**Instruções**
Conte quantas linhas dos itens contêm a palavra "focus", levando em conta a diferença entre maiúsculas e minúsculas, e responda somente com o número.

**Dados do exercício**
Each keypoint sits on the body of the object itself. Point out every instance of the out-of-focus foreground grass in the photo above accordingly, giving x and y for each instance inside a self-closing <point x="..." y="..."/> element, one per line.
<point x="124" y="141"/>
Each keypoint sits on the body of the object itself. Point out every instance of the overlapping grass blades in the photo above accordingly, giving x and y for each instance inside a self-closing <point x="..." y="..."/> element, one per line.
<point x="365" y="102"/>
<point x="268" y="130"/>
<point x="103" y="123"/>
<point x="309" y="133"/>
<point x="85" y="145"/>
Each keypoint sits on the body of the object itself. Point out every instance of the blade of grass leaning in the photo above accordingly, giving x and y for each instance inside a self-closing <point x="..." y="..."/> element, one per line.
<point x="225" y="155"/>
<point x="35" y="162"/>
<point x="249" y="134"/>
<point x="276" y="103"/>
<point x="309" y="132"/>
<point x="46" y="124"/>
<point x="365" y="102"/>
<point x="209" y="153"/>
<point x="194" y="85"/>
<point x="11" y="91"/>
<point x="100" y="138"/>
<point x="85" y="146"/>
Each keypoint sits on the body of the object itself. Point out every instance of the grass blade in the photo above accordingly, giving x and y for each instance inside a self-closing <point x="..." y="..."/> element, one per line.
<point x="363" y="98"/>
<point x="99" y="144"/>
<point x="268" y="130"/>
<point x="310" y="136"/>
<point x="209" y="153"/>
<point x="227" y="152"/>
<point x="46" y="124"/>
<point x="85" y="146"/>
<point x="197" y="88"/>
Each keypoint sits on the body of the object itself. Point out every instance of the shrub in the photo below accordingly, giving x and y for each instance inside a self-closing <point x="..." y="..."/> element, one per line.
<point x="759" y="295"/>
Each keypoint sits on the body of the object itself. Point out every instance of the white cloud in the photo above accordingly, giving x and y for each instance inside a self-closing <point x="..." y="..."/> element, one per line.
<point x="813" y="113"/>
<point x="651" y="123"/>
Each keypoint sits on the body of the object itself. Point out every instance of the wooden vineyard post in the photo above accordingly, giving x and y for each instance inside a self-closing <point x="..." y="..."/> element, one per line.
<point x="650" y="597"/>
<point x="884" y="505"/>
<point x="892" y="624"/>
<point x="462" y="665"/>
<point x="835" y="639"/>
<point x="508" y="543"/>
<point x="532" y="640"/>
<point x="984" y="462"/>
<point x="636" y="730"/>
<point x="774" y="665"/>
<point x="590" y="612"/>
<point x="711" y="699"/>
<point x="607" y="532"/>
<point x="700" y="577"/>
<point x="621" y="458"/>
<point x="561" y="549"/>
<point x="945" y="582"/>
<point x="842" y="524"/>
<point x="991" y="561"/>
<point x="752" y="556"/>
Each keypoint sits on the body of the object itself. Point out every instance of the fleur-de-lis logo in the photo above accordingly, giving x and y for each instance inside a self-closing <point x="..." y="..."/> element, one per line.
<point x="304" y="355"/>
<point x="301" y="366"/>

--

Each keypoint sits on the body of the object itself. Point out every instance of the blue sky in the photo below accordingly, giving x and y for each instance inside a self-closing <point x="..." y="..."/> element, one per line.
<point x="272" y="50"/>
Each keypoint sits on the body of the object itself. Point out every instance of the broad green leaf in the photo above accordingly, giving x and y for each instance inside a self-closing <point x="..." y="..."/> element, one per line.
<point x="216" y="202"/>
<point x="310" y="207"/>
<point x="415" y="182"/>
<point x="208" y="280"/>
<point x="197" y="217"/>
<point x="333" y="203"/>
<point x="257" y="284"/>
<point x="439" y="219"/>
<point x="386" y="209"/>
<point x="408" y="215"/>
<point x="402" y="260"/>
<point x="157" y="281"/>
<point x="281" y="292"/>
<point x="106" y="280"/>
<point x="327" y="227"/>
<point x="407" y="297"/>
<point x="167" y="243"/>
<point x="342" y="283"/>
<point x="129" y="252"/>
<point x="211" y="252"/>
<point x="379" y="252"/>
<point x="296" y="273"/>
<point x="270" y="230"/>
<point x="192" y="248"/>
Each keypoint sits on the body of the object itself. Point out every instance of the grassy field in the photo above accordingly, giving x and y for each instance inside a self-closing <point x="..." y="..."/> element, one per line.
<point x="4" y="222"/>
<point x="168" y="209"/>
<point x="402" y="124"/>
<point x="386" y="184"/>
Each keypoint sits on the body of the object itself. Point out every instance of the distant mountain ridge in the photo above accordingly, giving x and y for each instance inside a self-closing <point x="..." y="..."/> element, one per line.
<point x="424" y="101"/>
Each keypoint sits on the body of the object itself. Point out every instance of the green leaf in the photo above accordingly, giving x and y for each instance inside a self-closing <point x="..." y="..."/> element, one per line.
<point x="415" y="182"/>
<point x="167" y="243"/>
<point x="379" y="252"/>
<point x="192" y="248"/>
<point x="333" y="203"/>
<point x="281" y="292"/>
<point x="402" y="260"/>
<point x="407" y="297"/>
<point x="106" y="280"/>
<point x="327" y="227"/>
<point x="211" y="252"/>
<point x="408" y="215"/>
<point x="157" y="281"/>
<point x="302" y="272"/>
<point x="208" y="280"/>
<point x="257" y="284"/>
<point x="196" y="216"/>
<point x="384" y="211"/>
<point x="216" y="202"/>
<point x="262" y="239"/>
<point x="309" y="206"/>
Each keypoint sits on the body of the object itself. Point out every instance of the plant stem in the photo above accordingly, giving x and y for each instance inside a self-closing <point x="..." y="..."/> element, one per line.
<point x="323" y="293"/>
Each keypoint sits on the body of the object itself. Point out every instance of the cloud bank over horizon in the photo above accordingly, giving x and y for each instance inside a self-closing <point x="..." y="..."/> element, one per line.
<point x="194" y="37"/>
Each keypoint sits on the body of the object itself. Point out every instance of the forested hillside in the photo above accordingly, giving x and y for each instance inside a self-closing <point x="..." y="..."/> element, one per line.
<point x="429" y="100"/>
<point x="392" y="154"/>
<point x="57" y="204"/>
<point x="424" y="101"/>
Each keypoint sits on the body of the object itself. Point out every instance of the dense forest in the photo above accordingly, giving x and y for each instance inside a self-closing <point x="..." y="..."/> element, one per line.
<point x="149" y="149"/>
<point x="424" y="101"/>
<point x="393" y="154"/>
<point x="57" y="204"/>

**Resposta correta**
1